(Consigne)
Recopiez les lignes qui vont de celle contenant « of the overhead » jusqu'à celle contenant « x=102, y=842 », incluse, en remplaçant « overhead wire » par « power line » et sans rien modifier d'autre.

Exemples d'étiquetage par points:
<<<<

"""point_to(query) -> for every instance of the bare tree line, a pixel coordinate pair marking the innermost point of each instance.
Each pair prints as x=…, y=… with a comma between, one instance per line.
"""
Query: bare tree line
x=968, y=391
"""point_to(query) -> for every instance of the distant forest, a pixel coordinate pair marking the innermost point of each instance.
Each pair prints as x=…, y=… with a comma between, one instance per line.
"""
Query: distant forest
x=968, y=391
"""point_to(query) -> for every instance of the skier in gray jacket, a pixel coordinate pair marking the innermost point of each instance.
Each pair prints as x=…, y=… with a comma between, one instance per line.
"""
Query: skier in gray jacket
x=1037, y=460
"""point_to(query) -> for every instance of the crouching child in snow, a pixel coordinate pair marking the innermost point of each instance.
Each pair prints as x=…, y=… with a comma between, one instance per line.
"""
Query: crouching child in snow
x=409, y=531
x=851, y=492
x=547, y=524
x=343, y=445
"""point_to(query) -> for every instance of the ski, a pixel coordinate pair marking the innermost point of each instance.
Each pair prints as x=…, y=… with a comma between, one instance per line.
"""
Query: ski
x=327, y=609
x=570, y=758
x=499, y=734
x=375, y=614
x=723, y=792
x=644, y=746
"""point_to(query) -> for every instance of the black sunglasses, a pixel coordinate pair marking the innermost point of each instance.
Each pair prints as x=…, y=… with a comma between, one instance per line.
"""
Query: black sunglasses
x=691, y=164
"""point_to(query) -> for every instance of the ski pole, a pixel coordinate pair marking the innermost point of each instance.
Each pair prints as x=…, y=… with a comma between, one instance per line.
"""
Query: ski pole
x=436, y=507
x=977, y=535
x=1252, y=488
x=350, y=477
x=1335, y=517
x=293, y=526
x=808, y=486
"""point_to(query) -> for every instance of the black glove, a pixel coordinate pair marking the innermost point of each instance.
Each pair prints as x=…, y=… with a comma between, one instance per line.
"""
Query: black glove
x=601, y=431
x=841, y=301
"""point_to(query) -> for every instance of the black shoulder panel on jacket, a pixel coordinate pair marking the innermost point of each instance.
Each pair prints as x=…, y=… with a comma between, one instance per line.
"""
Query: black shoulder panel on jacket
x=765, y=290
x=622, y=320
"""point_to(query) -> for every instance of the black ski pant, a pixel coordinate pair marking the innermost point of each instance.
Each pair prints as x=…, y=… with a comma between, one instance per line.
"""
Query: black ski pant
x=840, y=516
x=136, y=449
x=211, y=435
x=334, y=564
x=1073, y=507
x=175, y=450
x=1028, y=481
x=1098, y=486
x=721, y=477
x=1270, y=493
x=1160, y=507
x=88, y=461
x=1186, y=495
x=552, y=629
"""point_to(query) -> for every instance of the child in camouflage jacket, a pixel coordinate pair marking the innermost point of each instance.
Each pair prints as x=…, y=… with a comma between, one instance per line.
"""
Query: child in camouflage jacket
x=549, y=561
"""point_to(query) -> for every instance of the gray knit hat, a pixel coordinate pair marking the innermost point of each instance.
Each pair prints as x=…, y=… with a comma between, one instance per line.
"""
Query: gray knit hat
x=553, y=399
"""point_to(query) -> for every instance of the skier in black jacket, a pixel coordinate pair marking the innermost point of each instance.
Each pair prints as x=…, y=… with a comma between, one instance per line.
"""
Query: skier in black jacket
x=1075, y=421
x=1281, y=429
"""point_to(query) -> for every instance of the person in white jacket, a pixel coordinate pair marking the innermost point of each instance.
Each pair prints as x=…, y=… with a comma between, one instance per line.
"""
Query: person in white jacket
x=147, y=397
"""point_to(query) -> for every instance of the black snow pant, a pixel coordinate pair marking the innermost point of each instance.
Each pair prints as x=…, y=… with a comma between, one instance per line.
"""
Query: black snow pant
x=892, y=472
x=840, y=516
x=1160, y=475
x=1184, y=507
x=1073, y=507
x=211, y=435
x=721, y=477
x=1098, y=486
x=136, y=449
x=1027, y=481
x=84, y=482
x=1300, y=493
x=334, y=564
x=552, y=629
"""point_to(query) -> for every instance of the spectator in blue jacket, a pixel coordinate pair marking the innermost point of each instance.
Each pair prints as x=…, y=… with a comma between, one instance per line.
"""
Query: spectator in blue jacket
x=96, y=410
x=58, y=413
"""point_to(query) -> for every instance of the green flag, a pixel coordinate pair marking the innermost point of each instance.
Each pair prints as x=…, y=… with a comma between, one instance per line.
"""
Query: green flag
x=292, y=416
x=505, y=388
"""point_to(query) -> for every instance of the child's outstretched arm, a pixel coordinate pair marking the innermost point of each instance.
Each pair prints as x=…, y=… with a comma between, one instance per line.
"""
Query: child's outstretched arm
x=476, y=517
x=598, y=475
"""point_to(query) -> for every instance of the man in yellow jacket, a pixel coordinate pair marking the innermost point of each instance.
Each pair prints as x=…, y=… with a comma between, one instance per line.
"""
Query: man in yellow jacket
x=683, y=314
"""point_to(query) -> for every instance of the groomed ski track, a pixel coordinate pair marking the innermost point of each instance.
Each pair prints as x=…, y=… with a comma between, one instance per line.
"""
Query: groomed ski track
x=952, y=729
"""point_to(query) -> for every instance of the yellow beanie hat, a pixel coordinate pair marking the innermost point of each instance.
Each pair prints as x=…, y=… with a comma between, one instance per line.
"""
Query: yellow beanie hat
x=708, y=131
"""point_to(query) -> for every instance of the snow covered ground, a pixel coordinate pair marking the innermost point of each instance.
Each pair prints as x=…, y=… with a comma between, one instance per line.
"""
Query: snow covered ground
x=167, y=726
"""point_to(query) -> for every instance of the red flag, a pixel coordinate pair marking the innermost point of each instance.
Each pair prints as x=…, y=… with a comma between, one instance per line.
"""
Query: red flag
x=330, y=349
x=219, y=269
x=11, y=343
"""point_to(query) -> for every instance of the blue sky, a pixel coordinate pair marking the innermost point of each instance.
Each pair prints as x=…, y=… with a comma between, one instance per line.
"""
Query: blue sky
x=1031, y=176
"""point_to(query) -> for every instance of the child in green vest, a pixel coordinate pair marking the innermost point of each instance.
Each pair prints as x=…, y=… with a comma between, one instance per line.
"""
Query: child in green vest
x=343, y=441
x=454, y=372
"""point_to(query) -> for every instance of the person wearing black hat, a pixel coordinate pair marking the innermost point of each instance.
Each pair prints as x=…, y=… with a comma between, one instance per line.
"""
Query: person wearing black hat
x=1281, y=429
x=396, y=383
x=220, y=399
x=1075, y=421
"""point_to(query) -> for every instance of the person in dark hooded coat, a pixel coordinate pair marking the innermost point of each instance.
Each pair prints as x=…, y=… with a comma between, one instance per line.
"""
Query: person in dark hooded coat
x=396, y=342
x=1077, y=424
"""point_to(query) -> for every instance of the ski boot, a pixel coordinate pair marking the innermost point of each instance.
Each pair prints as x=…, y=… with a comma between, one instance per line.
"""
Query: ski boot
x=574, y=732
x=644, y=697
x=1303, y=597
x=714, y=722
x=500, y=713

>>>>
<<<<

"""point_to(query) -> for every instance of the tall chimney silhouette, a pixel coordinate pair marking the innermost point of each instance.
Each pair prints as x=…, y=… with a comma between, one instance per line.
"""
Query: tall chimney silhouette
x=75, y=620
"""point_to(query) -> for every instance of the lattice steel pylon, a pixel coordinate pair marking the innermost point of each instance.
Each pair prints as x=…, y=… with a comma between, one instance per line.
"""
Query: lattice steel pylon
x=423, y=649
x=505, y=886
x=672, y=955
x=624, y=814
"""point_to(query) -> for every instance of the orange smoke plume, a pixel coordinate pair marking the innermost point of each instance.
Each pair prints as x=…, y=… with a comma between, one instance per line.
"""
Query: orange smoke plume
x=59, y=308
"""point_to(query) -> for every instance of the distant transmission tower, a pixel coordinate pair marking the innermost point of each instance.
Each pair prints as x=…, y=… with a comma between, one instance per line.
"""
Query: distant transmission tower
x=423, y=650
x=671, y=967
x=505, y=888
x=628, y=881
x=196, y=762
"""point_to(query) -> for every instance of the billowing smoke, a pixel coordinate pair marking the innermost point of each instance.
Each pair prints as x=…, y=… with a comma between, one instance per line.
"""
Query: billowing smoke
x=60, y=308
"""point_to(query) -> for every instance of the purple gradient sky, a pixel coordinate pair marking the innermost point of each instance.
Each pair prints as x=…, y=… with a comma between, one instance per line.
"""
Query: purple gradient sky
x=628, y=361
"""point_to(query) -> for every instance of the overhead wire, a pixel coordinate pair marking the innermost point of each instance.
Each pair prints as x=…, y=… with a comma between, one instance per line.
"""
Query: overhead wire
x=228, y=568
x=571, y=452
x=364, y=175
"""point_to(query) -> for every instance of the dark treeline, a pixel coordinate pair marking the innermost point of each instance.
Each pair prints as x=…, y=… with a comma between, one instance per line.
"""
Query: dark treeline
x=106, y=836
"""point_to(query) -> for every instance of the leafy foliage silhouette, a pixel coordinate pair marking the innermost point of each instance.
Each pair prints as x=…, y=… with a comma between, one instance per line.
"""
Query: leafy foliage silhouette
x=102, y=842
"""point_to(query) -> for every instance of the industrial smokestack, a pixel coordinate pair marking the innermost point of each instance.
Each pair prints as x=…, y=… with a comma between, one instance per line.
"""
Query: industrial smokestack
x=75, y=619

>>>>
<<<<

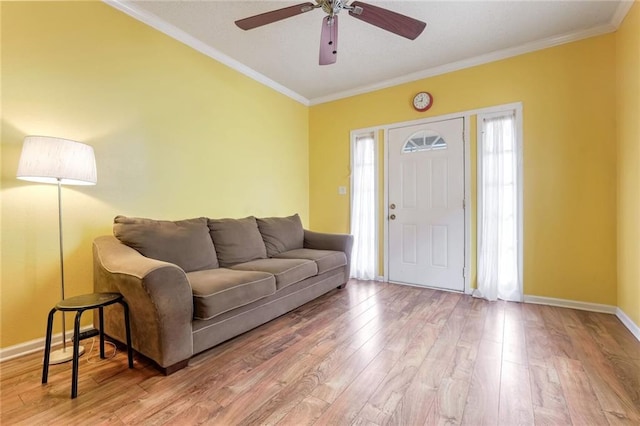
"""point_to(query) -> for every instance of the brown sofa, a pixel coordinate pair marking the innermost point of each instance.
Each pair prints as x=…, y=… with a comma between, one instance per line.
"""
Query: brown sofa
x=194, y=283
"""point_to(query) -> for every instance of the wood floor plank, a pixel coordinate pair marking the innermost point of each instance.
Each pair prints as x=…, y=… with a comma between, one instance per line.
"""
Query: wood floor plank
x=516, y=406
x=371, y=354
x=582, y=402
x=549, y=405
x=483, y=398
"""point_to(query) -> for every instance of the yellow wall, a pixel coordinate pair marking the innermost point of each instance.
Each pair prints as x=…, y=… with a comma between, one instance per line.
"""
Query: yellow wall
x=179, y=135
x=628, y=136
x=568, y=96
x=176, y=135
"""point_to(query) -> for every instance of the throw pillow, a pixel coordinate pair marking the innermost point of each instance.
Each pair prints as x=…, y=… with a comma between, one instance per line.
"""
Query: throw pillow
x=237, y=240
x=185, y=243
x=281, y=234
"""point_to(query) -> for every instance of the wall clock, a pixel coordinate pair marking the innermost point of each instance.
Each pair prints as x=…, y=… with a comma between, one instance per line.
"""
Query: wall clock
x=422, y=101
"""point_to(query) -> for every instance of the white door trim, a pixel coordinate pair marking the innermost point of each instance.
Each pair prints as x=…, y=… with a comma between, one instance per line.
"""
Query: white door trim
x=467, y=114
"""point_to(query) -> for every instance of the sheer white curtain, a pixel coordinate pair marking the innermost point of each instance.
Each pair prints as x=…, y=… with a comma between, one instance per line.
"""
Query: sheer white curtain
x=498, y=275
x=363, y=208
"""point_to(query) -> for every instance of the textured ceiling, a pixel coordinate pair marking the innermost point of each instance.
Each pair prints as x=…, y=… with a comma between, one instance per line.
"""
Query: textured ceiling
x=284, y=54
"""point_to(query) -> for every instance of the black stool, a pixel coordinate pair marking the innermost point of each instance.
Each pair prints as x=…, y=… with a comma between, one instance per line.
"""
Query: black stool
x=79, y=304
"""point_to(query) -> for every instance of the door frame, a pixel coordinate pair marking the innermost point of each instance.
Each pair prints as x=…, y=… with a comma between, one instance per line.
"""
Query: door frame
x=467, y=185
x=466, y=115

>>>>

(Résultat attendu)
"""point_to(query) -> for every instance of the power line, a pixel coordinate pair marking the innermost point of each instance.
Each pair prints as x=…, y=… with a comma between, one instance per line.
"""
Query: power line
x=228, y=568
x=571, y=452
x=364, y=175
"""point_to(query) -> for every instance of the dark treeline, a pixel coordinate pair marking the innermost point of each instance.
Each pair prints as x=…, y=… with a comma between, one instance per line.
"""
Query: dark treeline
x=106, y=836
"""point_to(query) -> for every instance of the leafy foliage silhouette, a pixel coordinate pair marking the innermost point of each instance.
Each pair prints as x=…, y=… with a comma between, one instance per line.
"""
Query: leafy foliage silhouette
x=102, y=842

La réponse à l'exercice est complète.